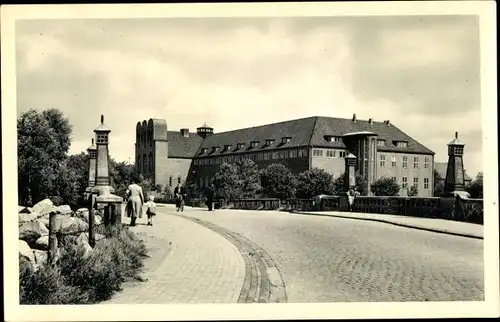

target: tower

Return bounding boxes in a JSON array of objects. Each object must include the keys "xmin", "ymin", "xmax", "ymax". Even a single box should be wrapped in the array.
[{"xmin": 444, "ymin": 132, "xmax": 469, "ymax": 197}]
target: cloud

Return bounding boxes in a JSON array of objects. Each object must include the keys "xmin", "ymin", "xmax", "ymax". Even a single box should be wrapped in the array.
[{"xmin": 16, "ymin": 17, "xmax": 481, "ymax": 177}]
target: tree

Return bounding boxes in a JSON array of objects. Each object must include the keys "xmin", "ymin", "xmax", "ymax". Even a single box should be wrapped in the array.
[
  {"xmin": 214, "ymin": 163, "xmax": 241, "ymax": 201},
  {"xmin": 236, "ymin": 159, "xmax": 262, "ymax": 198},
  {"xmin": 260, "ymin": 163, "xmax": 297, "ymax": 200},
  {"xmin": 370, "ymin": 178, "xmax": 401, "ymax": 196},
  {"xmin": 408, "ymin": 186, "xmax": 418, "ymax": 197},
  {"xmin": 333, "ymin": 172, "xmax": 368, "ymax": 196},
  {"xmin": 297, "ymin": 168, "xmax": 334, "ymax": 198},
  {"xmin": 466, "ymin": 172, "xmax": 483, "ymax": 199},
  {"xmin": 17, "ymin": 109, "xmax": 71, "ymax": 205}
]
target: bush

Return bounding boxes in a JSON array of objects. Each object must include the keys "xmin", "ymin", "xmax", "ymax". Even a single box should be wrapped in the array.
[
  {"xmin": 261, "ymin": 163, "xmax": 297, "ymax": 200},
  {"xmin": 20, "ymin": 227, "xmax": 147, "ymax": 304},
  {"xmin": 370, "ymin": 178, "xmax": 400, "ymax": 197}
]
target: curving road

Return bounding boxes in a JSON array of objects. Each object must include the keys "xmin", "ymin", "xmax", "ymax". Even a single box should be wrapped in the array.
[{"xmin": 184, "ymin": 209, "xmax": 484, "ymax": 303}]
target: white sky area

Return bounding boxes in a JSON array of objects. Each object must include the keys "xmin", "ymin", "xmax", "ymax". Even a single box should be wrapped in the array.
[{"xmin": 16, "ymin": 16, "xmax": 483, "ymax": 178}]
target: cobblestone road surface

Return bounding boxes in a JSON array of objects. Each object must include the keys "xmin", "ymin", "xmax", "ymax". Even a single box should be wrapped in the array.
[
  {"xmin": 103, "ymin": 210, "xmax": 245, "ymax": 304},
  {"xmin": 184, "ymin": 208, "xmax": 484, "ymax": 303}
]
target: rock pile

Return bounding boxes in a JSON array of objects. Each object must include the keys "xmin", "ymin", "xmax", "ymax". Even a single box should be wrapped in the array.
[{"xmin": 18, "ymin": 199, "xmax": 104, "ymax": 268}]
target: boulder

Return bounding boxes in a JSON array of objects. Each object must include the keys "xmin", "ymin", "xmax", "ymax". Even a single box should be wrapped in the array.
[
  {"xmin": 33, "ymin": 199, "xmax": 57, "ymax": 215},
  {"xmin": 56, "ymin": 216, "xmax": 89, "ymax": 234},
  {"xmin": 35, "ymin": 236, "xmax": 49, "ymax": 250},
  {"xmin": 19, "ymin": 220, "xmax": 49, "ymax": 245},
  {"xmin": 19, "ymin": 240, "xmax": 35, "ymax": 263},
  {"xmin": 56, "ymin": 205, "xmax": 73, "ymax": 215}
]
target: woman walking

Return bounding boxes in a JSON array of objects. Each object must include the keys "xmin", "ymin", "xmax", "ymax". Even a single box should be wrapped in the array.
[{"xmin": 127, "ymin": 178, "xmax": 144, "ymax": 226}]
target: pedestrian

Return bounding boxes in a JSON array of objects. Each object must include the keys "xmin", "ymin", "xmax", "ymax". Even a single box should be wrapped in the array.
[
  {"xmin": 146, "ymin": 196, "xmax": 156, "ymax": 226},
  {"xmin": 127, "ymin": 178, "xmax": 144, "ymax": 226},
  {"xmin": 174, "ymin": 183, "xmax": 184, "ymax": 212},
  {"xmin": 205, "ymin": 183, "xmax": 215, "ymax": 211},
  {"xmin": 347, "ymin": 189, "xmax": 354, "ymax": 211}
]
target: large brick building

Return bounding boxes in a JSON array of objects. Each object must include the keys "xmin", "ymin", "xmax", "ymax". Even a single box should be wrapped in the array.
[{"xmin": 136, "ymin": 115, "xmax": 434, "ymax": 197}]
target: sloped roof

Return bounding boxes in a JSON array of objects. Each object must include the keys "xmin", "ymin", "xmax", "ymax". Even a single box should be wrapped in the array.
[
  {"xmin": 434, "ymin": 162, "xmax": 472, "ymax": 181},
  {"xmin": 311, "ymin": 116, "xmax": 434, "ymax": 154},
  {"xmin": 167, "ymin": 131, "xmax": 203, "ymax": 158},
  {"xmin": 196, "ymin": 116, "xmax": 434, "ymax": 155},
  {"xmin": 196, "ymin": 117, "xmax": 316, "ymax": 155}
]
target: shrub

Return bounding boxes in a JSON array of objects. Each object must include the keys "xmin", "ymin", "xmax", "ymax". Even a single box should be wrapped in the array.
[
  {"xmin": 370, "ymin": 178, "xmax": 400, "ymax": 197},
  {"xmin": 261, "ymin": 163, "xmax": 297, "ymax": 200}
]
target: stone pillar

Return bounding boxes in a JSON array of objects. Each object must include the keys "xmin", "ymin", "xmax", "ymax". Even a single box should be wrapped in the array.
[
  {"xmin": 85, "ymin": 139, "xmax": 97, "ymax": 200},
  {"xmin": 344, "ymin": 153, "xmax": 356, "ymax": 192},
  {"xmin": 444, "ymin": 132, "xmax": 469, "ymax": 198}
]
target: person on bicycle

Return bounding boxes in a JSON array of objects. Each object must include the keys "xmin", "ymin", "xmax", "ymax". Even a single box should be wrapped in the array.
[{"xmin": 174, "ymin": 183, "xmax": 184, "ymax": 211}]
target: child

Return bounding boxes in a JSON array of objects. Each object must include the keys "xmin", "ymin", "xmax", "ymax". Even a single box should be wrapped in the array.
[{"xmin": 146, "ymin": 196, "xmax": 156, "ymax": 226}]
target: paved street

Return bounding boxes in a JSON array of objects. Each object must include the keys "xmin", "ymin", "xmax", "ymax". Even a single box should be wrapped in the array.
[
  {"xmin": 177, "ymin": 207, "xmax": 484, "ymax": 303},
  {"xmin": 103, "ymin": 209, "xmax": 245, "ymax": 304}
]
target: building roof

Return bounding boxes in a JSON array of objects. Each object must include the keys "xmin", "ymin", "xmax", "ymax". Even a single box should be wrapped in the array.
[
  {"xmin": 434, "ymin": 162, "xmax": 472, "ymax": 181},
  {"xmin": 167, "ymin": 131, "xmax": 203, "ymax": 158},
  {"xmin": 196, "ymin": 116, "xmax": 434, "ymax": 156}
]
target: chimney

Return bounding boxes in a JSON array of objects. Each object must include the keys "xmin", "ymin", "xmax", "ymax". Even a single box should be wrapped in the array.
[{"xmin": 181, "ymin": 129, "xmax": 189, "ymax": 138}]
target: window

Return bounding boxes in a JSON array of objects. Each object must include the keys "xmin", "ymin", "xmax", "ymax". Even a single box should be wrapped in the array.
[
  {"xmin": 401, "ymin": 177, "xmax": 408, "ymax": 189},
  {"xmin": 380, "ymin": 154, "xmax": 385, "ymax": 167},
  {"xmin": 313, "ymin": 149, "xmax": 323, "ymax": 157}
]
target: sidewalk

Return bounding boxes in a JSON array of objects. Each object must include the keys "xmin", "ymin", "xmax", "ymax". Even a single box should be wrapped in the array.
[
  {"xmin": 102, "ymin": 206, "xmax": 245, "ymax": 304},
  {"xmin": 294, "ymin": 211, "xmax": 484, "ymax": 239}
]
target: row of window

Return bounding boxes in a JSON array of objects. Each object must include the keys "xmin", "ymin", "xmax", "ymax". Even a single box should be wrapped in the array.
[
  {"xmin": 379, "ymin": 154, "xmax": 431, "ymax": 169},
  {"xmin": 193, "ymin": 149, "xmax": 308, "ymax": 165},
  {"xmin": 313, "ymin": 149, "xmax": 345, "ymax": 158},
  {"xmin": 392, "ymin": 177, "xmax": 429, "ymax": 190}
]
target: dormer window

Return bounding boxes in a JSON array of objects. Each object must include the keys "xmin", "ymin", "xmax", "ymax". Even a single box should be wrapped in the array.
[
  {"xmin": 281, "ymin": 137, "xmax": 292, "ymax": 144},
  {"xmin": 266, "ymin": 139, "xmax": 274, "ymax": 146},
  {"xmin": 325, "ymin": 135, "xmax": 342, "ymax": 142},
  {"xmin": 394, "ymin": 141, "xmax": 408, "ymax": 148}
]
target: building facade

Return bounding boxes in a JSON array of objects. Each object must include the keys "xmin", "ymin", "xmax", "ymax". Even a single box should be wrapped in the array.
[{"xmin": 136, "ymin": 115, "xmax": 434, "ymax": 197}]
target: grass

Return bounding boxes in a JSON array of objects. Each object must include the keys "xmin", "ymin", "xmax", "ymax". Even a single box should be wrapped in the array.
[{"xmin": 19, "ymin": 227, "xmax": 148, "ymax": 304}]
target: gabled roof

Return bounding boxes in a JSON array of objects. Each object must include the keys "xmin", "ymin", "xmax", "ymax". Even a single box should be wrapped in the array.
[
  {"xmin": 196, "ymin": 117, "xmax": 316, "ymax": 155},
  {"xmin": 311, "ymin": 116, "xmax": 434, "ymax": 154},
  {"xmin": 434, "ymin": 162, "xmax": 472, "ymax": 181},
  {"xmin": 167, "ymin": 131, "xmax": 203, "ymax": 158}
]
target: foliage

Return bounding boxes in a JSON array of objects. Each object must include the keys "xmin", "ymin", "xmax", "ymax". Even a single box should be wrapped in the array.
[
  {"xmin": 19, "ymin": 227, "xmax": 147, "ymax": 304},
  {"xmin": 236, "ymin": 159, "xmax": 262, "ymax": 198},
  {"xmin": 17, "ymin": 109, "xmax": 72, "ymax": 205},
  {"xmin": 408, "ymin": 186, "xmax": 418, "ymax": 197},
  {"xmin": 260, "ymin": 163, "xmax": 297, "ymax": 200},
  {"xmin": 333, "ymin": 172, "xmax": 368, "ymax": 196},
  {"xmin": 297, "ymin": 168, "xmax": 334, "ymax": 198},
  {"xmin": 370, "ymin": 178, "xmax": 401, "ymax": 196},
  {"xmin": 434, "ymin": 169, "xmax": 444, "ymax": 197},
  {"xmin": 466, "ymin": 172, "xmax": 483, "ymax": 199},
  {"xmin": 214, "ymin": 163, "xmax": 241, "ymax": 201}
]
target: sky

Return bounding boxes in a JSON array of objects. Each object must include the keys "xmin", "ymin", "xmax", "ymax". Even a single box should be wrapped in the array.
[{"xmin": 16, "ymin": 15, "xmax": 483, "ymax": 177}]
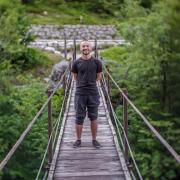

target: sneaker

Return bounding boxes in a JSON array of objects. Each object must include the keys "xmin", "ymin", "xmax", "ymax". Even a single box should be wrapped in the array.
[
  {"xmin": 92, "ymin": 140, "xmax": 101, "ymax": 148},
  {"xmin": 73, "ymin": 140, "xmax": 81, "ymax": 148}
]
====================
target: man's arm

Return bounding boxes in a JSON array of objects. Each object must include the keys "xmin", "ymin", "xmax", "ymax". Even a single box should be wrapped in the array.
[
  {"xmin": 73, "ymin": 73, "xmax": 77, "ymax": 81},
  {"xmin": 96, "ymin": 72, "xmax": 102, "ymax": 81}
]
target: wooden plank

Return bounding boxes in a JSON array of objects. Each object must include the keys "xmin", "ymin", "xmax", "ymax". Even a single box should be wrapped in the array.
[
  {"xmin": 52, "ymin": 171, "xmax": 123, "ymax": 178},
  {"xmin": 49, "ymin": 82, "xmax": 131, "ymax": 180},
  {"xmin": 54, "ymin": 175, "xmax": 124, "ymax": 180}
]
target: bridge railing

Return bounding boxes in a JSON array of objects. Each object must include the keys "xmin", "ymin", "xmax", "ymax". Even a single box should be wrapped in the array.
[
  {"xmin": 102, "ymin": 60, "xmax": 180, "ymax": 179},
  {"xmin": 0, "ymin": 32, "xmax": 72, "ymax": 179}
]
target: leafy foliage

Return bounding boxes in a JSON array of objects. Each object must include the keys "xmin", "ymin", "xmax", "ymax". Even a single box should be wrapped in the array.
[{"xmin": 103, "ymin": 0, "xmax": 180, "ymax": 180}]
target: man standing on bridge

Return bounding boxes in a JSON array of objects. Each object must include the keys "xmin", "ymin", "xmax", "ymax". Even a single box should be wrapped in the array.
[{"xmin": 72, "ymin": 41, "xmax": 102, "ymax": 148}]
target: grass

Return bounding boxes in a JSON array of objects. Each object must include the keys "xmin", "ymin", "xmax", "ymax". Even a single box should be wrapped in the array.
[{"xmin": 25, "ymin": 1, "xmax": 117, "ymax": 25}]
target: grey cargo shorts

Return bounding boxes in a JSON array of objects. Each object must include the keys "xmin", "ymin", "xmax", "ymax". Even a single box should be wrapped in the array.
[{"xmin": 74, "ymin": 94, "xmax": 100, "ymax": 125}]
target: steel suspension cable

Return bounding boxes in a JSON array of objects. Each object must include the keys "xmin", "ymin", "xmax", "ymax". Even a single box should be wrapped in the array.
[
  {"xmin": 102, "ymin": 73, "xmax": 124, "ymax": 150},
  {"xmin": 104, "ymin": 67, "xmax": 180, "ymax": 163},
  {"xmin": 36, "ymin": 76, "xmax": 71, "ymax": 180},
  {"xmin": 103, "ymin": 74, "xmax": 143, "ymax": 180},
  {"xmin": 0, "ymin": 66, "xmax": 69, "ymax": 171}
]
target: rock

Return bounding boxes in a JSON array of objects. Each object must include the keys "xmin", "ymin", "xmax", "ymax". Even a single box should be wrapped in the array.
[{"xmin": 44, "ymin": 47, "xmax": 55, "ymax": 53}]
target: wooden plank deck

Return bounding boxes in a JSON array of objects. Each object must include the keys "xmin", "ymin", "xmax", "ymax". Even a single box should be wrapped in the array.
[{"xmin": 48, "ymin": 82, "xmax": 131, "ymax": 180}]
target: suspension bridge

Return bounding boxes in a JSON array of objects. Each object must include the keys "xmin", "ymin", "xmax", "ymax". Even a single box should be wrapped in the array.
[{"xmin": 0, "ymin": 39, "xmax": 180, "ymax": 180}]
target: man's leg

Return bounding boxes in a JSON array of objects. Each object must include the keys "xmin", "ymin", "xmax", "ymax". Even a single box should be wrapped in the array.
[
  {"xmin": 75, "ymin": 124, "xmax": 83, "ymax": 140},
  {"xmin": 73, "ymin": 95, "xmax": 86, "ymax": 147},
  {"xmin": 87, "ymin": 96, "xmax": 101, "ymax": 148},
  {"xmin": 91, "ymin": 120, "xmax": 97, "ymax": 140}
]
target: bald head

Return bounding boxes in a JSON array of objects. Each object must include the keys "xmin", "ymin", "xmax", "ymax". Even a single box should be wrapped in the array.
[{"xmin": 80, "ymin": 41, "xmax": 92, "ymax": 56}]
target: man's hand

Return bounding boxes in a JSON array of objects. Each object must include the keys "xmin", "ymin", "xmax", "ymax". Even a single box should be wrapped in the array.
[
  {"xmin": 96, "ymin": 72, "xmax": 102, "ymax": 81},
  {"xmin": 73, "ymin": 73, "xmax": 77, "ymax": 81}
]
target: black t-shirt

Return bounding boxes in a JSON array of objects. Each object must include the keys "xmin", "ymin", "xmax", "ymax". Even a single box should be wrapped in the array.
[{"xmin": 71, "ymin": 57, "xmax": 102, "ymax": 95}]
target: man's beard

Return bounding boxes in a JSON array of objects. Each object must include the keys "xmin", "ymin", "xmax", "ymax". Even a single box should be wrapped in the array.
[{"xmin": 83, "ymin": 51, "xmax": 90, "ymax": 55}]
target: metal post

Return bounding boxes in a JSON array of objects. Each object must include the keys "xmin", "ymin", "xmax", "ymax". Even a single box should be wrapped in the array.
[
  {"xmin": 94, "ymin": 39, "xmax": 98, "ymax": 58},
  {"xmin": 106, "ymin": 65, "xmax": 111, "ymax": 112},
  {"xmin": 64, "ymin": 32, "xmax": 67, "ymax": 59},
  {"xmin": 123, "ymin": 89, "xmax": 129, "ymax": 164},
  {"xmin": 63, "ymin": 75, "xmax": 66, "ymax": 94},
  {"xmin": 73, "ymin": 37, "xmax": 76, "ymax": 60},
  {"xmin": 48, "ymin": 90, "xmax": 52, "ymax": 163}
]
====================
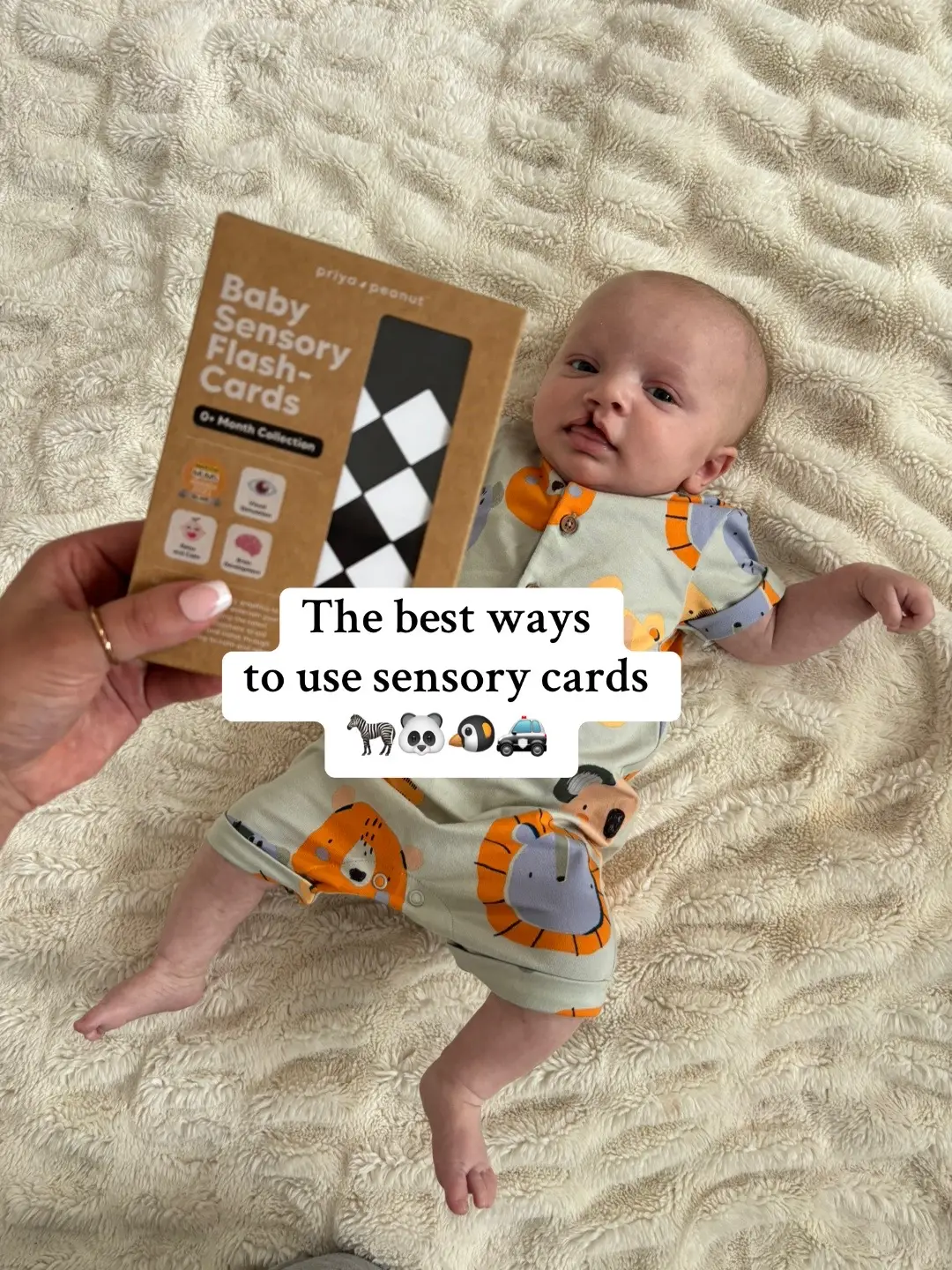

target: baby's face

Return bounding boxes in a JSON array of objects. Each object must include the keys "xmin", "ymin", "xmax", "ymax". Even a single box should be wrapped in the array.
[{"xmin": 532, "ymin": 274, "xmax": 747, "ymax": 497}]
====================
Your task | Pull out every line above that contains the word "roof", and copy each one unchanged.

Task result |
target: sloped roof
target: building roof
target: gabled roof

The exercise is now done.